YOUR OBJECTIVE — Output each entry verbatim.

Natural language region descriptions:
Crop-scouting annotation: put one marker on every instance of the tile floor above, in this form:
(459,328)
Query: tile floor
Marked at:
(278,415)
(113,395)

ANSWER BOX —
Crop-scouting annotation: put one marker on every instance of the tile floor above, in this form:
(459,328)
Query: tile floor
Marked at:
(278,415)
(113,395)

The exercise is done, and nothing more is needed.